-- Extracted text --

-=-=-=-=-

My buddy bring them to me 100 at a time.


----------



## AKPrepper (Mar 18, 2011)

I too get 'em for free from my local supermarkets. They've had everything in them from icing to dough, to pickles. Like Old Coot says, the smell is the hardest thing to get rid of. I also use mylar bags and oxygen absorbers to store my food stuff in before I put it in the buckets. It's just another extra layer to protect the food.


----------



## IlliniWarrior (Nov 30, 2010)

AKPrepper said:


> I too get 'em for free from my local supermarkets. They've had everything in them from icing to dough, to pickles. Like Old Coot says, the smell is the hardest thing to get rid of. I also use mylar bags and oxygen absorbers to store my food stuff in before I put it in the buckets. It's just another extra layer to protect the food.


couple of things .....

food that is LTS packed using the food grade bucket/mylar bags/02 absorbers are actually "breathing" ..... they are absorbing air thru infiltration of the various layers back into your stored food .... basically, it's nature correcting the vacuum you created using the 02 absorbers .... you can taint your food by any residue left on the buckets or even thru the environmental air surrounding the storage area ..... not uncommon to have pickle smelling flour .... some people stored next to petro chems, pesticides, fuel oil ect ect have uneatable & contaminated foods .....

the mylar bag isn't a liner to protect the food from direct contact with the bucket .... you always need a food grade bucket .... it's probably the biggest misconception about LTS food packing there is .... the mylar bag gives almost as much protection against, air infiltration, as the thick plastic bucket wall .... it's the mylar + bucket that gives the long term storage longevity ....


----------



## camo2460 (Feb 10, 2013)

Instead of reusing buckets that you dont know whats been in it, by new buckets and gamma seal lid. You can get them from various sources but i get mine from CHEAPER THAN DIRT, and they work great. camo2460


----------



## CapnJack (Jul 20, 2012)

That's what I do. $.50 a pop from my local grocer. Lids have the seals and everything, and usually cleaned out inside, too, (though I do clean them myself anyway). They held icings and sticky bun dough, ect.


----------

-=-=-=-=-

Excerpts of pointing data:
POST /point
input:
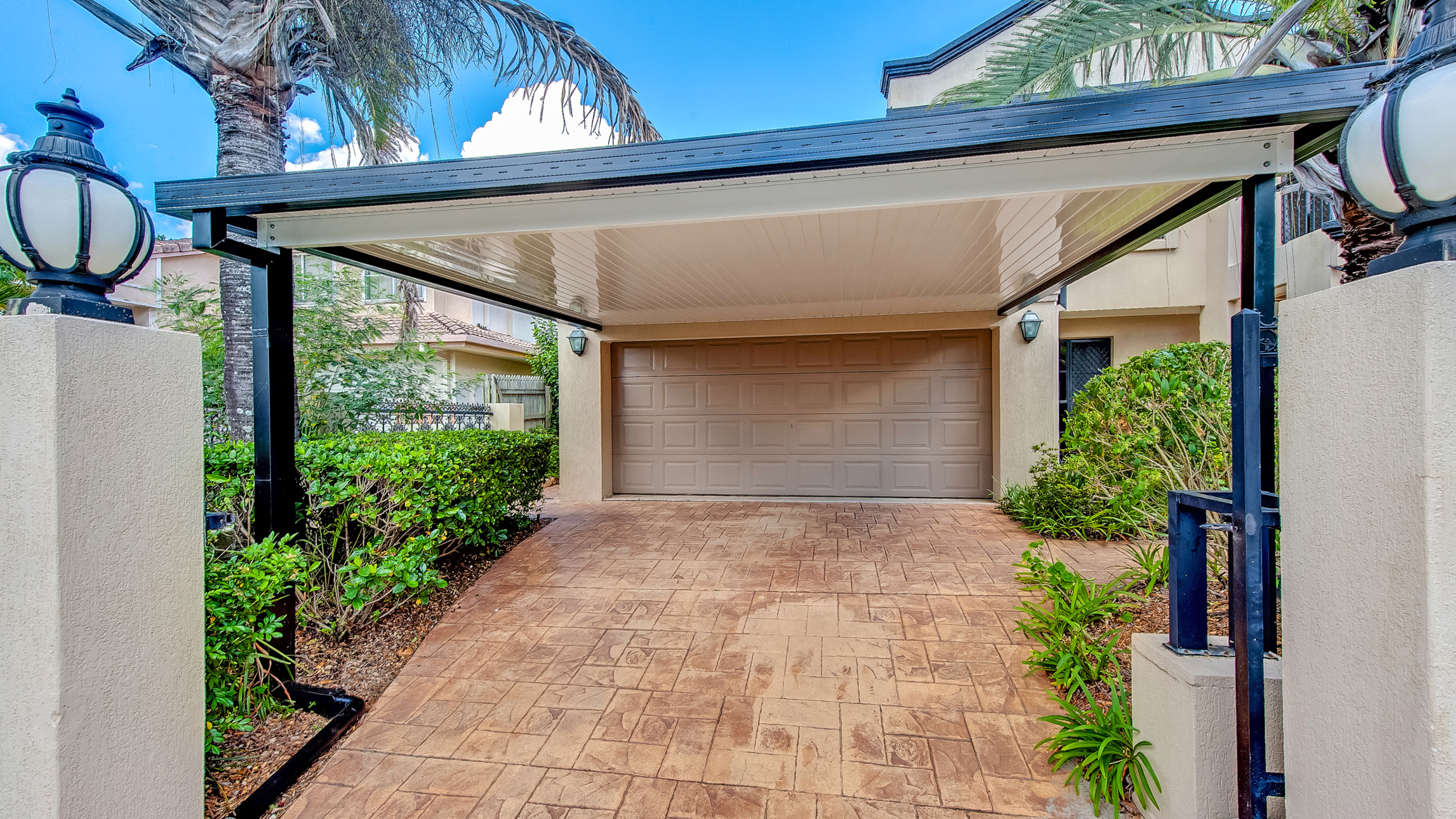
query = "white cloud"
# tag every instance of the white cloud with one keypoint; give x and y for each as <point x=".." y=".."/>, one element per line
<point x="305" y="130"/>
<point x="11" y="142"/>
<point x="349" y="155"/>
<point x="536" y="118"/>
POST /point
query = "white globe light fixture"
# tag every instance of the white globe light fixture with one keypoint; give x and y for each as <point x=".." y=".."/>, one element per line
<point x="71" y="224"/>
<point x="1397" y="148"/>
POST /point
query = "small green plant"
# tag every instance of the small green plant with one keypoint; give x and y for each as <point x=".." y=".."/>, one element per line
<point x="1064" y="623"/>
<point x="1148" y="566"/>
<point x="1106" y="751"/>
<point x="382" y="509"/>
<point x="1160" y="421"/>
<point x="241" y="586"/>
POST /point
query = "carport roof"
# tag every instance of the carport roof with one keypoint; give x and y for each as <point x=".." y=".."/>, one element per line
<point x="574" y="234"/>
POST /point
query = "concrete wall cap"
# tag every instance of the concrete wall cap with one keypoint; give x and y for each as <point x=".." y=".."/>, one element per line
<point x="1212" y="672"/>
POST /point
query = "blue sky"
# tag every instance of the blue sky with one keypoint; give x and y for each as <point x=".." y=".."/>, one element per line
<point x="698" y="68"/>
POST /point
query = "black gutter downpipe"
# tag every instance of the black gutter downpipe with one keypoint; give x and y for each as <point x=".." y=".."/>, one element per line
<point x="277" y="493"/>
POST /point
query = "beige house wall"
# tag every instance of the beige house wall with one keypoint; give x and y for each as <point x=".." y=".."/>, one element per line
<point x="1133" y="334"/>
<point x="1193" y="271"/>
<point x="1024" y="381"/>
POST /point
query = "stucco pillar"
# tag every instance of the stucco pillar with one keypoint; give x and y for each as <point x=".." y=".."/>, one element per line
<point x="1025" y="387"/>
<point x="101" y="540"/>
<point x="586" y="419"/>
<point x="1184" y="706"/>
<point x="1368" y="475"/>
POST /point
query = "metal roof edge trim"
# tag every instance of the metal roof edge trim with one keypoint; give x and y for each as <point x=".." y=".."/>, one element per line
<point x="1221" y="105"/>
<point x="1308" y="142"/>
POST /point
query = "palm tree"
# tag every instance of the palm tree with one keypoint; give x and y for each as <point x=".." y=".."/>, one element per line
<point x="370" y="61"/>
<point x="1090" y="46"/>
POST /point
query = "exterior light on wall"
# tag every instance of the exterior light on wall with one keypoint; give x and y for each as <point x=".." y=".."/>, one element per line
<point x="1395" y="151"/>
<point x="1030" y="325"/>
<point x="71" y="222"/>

-=-=-=-=-

-- Your tasks --
**a)** Name every username that heads a post in the forum thread on food storage buckets.
**b)** Identify each line of the records that contains the string "fixture".

-- Answers in order --
**a)** AKPrepper, IlliniWarrior, camo2460, CapnJack

**b)**
query = "white globe light fixture"
# tag every instance of the white globe light fixture with one keypoint; give x and y for each as <point x=".." y=".."/>, one element per line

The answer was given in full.